Tuesday, August 19, 2008

Back To Reality

Vacation was awesome,
My wife's sisters and mom and all of the guys were awesome too.
I think we all had a great time. I don't think I have ever had such a relaxing time off in my life.
The beach was absolutely beautiful. I got some pretty cool pictures I think.
Now dealing with reality is I really couldn't afford to take the time off so now I must pay. I was even thinking of trying to get a second job somewhere just so I could sort of recover.
times are kind of hard in this town where we live, many people out of work (I'm sure we are not alone in that) and the jobs that are out there are getting harder to get and seems like they are paying less.
I felt kind of guilty when we were away, one for missing work and not earning money when I could have been. I also get this undercurrent of guilt because of the fact that we got to go do this and I could never afford to get such a house as this (even for a week) while there are people in this neighborhood who are really struggling. I mean we are too to a certain degree, I took a pay cut to take my new job, which is really cool and less stress than I have had in a long time. But we still have the same bills, I was getting sort of comfortable ( not that I was financially set or anything, but I had enough to pay for almost everything ) and now I am back to an earlier time, when it was week to week for real.
I really can't complain because almost all of my hardships have to do with my own life choices.
Had I not gone to prison, I would likely still be at the same job and I would still have the house that I lost to foreclosure. Life would probably look quite different than it does now. But the fact is I can't change the past and I need to get the things done that are in front of me.
I will get back on track eventually, it's just going to be hard.
Sometimes I wonder if I did the right thing leaving my last job. But when I think back about the tension and stress and just the situation I was in, it was the right thing to do.
I also need to remind myself that God has made a way every time for me that I can't explain or begin to deserve. I'm not sure why He loves me, but it's fairly evident if I look back over the past 20 plus years. I also need to remind myself that, had I not lost everything to do with my old life, I might have never met Johanna and I would not have Calvin or Mike or A.J. and I wouldn't want a life without any of them now.
Things are still pretty rocky with my marriage and statistically, we shouldn't make it. We both tend to fall back into this defensive mode from being hurt so much and we act like nothing matters. But the fact is, neither of us wants a life without the other. Yeah when I am acting stupid at say 6:00 a.m. I'm sure it sucks to even be in the same house as me. But She loves me, I know it, like no other human ever has. Sometimes I get hurt too (although I am sure it is far less frequent) and I start trying to act tough and I want to just give up. But, I can't imagine a life without this family. Even though she says we aren't when she is freaked out about what is happening with kids or finances or both. But we are, we don't make sense and we are not an easy fit. All of us are so different, But there is love here. I hope I never have to live without that again.

__Dataset section__.
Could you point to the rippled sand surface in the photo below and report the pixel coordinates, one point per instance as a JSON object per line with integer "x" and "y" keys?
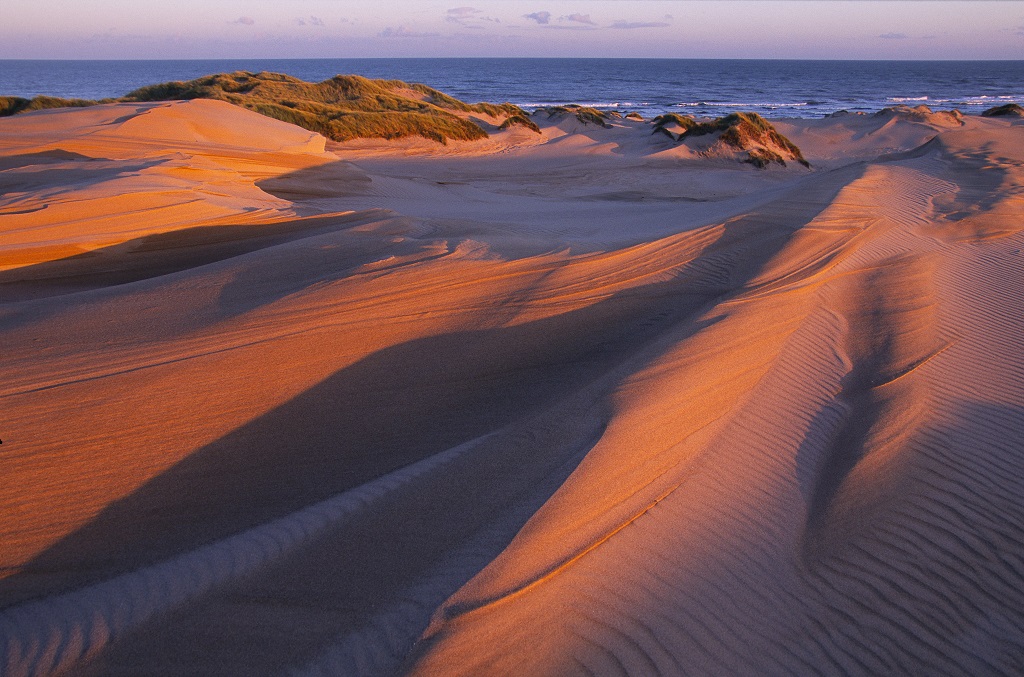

__To do__.
- 1) Answer these questions about the blog post on returning from vacation:
(a) What did the writer accept in order to take the new job?
(b) What did the writer lose to foreclosure?
(c) At what hour does the writer picture acting stupid?
- 2) Pick up the blog post on returning from vacation after its final sentence and continue it in the same voice.

__Responses by task__.
- 1)
(a) A pay cut.
(b) The house.
(c) 6:00 a.m.

- 2)
Feeling so alone really stinks, even though I know God is with me, I really like it when my family is with me too.

Tuesday, August 12, 2008


I am on vacation. I really can't afford the time off, but I needed it. This has been the most relaxing couple of days I have had in a long time. We have been here since Saturday night and I can only stay till Thursday night but it is so nice. My wife's family is so nice, all of them. I have these moments where I feel like an intruder but for the most part I feel pretty at ease here with them. We are staying in a beach house that I could never afford right on the beach in Saint Augustine, Florida. I live in Florida, but we don't have beaches like this down South on the West coast. I have taken some pretty cool pictures I will post a couple.
Sea oats in the morning

the morning sun on the beach

the board walk from the house to the beach

It's really pretty quiet and peaceful (except for the occasional screaming child) and I think this has been really wonderful so far. I am so glad I didn't decide to stay home.
Well I need to go rest some more,


Tuesday, August 05, 2008


I want to Give a quiet shout to GRACE for the inspiration for this post. It's been a while since I wrote anything and I guess this as good a time as any. She posted about her latest experience in a small unorganized church that she attended Sunday. It was sort of amusing and kind of disturbing at the same time. But, one thought that came to my mind was about how we judge others when we are the outsider looking in.
It really started me thinking/remembering about one similar experience that I had.
As most people who have read my blog at all know, I was in prison for 2 1/2 years. I am not proud of that fact, but it has helped to form who I am. So, it is just a fact. Any way, this experience took place while I was in prison.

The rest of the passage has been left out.